*EXERCISE*: Copy the records below, putting "Points" in place of "Marks" and keeping everything else the same.
═══ AVAILABLE DATA ═══
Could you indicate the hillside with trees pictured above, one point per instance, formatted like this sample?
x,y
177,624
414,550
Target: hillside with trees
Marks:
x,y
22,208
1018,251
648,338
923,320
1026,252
═══
*RESPONSE FOR THIS EXERCISE*:
Could you indicate the hillside with trees pictured above, one point per instance, formatted like this sample?
x,y
177,624
414,550
Target: hillside with trees
Points:
x,y
22,208
1018,251
648,338
923,320
1026,252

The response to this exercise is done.